### Text shown

**********

`Chainsaw' update fails to make cut

October 17, 2003|By Chris Kaltenbach | Chris Kaltenbach,SUN MOVIE CRITIC

Why remake The Texas Chainsaw Massacre?

To make it more hip? Appeal to a wider audience? Demonstrate how chainsaw technology has changed since the original film came out in 1974?

Try none of the above. This is not a classic storyline that warrants an update. This is a movie about a guy with bad skin and a predilection for wearing other people's faces and killing people with power tools. But if you believe original director Tobe Hooper did everything right 29 years ago, and plenty of people do, why do it again?

If you can answer that, you're way ahead of me.

To call Texas Chainsaw 2003 pointless belabors the issue; after all, what was the point in the first place? But at least Hooper, with his utter refusal to make any concessions in the name of taste, infused his film with such wanton recklessness and brash energy that you knew that he, at least, was having fun. And in the mid-'70s, the whole thing scared people silly.

This time, other than men happy to stare at Jessica Biel's midriff, it's hard to figure if anyone is having fun. Or being scared.

**********

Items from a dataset
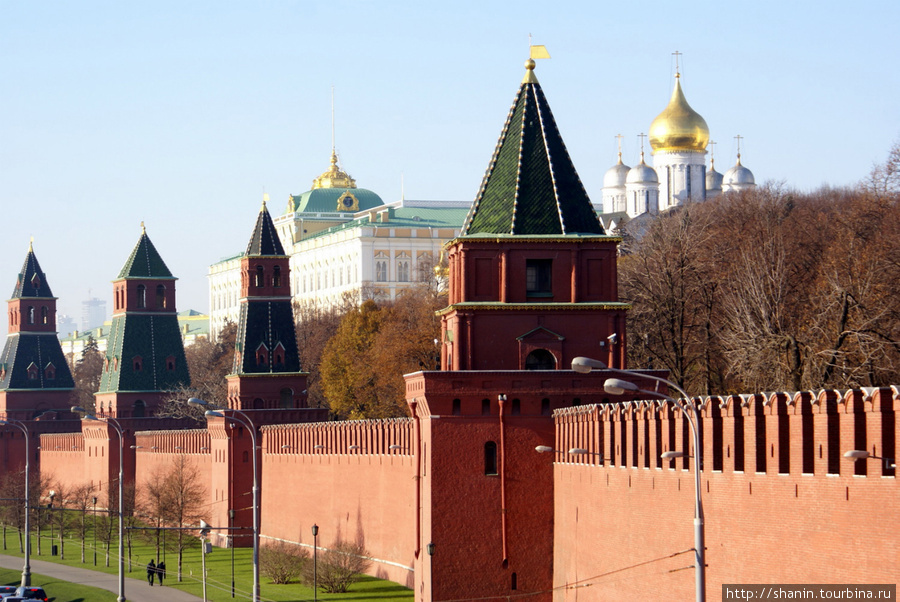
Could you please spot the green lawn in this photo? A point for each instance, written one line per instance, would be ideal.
(218, 572)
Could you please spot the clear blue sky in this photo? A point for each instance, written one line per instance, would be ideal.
(180, 114)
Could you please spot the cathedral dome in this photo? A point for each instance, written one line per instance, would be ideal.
(679, 127)
(615, 175)
(642, 174)
(739, 177)
(713, 179)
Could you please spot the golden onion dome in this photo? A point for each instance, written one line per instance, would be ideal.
(679, 127)
(334, 177)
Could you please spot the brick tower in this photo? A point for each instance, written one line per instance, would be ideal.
(266, 373)
(34, 374)
(267, 385)
(145, 353)
(532, 285)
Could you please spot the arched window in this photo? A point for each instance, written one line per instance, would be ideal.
(286, 398)
(490, 458)
(540, 359)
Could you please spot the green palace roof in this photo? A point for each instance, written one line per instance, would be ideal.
(531, 186)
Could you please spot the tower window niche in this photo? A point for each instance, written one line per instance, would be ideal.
(490, 458)
(538, 277)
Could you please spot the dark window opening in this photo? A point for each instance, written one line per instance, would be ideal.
(540, 359)
(490, 458)
(538, 279)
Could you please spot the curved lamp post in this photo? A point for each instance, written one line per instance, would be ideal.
(118, 428)
(26, 570)
(241, 417)
(615, 386)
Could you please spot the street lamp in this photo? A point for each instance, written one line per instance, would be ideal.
(429, 548)
(51, 495)
(231, 541)
(95, 530)
(118, 428)
(245, 420)
(615, 386)
(315, 562)
(26, 570)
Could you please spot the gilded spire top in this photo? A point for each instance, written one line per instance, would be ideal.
(334, 177)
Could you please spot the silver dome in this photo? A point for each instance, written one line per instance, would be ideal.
(714, 179)
(615, 175)
(739, 176)
(642, 174)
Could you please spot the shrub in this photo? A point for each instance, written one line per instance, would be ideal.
(281, 562)
(339, 566)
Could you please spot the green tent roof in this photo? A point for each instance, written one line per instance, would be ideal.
(531, 186)
(145, 262)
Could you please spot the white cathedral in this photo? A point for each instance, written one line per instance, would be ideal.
(679, 137)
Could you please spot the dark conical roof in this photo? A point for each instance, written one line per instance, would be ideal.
(531, 186)
(265, 239)
(145, 261)
(31, 281)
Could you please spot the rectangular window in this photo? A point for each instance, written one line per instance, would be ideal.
(538, 276)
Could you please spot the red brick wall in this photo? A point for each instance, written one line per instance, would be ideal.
(366, 494)
(623, 532)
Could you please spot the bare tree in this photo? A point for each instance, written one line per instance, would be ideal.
(183, 496)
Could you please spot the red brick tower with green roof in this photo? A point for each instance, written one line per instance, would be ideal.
(34, 374)
(145, 353)
(533, 275)
(267, 373)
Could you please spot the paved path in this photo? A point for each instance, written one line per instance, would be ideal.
(136, 590)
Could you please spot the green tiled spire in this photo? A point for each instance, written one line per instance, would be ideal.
(531, 186)
(31, 281)
(144, 261)
(264, 240)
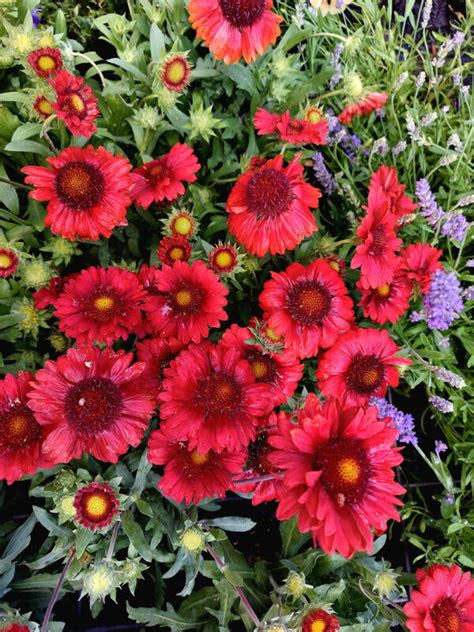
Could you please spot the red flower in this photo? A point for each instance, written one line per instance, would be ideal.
(269, 207)
(338, 474)
(443, 602)
(94, 402)
(189, 299)
(235, 28)
(420, 261)
(384, 186)
(364, 106)
(376, 255)
(292, 130)
(318, 620)
(163, 179)
(309, 306)
(8, 262)
(75, 104)
(21, 436)
(101, 305)
(96, 505)
(87, 191)
(280, 371)
(174, 248)
(190, 475)
(46, 62)
(360, 365)
(387, 302)
(210, 398)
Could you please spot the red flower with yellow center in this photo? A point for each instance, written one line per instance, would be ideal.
(95, 505)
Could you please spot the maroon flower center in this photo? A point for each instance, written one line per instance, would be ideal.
(80, 185)
(18, 427)
(345, 470)
(93, 405)
(446, 616)
(308, 302)
(269, 193)
(242, 13)
(366, 373)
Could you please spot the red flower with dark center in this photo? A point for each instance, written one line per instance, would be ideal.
(281, 371)
(338, 474)
(235, 28)
(269, 207)
(189, 300)
(308, 305)
(444, 601)
(96, 505)
(46, 62)
(190, 475)
(420, 261)
(174, 248)
(100, 304)
(75, 104)
(163, 179)
(87, 191)
(318, 620)
(361, 364)
(8, 262)
(21, 436)
(94, 402)
(210, 398)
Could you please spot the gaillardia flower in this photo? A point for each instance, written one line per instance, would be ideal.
(93, 401)
(235, 28)
(269, 207)
(87, 190)
(96, 505)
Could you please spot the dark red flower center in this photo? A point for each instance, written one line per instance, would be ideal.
(93, 405)
(345, 470)
(366, 373)
(80, 185)
(446, 616)
(309, 302)
(269, 193)
(242, 13)
(18, 427)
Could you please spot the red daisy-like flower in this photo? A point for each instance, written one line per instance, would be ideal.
(75, 104)
(210, 398)
(100, 304)
(162, 179)
(232, 29)
(444, 601)
(94, 402)
(308, 305)
(363, 107)
(21, 436)
(420, 261)
(190, 475)
(387, 302)
(292, 130)
(318, 620)
(376, 255)
(280, 371)
(360, 365)
(384, 186)
(269, 207)
(96, 505)
(338, 474)
(46, 62)
(189, 300)
(8, 262)
(87, 190)
(174, 248)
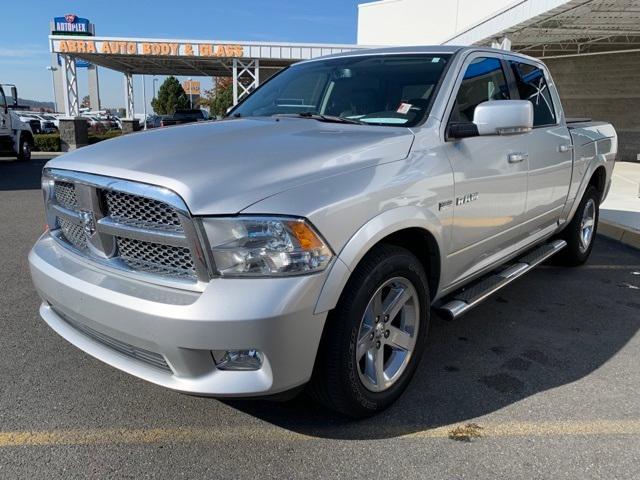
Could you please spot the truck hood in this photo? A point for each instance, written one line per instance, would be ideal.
(223, 167)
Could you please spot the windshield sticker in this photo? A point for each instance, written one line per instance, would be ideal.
(404, 108)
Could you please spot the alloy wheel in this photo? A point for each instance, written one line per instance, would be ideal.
(387, 334)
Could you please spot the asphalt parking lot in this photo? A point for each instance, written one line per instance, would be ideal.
(543, 380)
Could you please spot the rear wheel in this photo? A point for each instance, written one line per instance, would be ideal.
(581, 231)
(24, 153)
(374, 339)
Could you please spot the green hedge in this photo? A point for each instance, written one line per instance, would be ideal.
(50, 142)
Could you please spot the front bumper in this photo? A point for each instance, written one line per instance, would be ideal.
(135, 326)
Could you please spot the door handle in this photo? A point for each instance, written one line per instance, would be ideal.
(517, 157)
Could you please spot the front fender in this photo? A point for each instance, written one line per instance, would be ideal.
(365, 238)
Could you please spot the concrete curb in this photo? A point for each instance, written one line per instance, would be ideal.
(621, 233)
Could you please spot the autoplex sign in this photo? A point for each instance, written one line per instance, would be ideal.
(164, 49)
(71, 23)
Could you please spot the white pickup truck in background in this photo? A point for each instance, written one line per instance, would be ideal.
(16, 136)
(305, 239)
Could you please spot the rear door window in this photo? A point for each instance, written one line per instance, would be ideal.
(533, 86)
(483, 80)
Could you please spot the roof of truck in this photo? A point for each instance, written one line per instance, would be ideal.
(418, 49)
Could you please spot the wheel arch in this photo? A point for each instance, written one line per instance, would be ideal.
(599, 180)
(407, 227)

**********

### Problems and tasks
**A)** Answer these questions about the Chainsaw review:
(i) In what year did the original film come out?
(ii) Who directed the original film?
(iii) Whose midriff does the review mention?
**B)** Copy the Chainsaw review between "To make it more" and "scared people silly.", inclusive.
**C)** What comes next in the Chainsaw remake review? Write the text that follows its final sentence.
The data are separate material, unrelated to the Chainsaw review.

### Task-by-task answers
**A)**
(i) 1974
(ii) Tobe Hooper
(iii) Jessica Biel's

**B)**
To make it more hip? Appeal to a wider audience? Demonstrate how chainsaw technology has changed since the original film came out in 1974?

Try none of the above. This is not a classic storyline that warrants an update. This is a movie about a guy with bad skin and a predilection for wearing other people's faces and killing people with power tools. But if you believe original director Tobe Hooper did everything right 29 years ago, and plenty of people do, why do it again?

If you can answer that, you're way ahead of me.

To call Texas Chainsaw 2003 pointless belabors the issue; after all, what was the point in the first place? But at least Hooper, with his utter refusal to make any concessions in the name of taste, infused his film with such wanton recklessness and brash energy that you knew that he, at least, was having fun. And in the mid-'70s, the whole thing scared people silly.

**C)**
No, that really isn't fair to Biel, who does yeoman work as one of five unfortunate teen-agers who are driving to a Lynyrd Skynyrd concert when the trouble begins. Starting with their decision to help a dazed girl wandering the back roads - that's apparently the only kind of road there is in this part of rural Texas - just about everything goes wrong. There's a dead body in their van; they're forced to throw away the pot they've brought along from Mexico; the local sheriff (played by R. Lee Ermey, who should take out a patent on such roles) is a sadistic redneck jerk.

Things get worse when they stumble onto a remote farmhouse wherein lives the real star of our picture, the aptly named Leatherface (played by Andrew Bryniarski). Oh boy, do things get worse.

Now, I don't have anything against carnage on screen, unless that's all it is. Director Marcus Nispel, a veteran of TV commercials and music videos, seems fascinated with Leatherface's technique, but not much else. The saw screams, people get hung on meathooks, we meet Leatherface's family, there's a final chase, the movie's over.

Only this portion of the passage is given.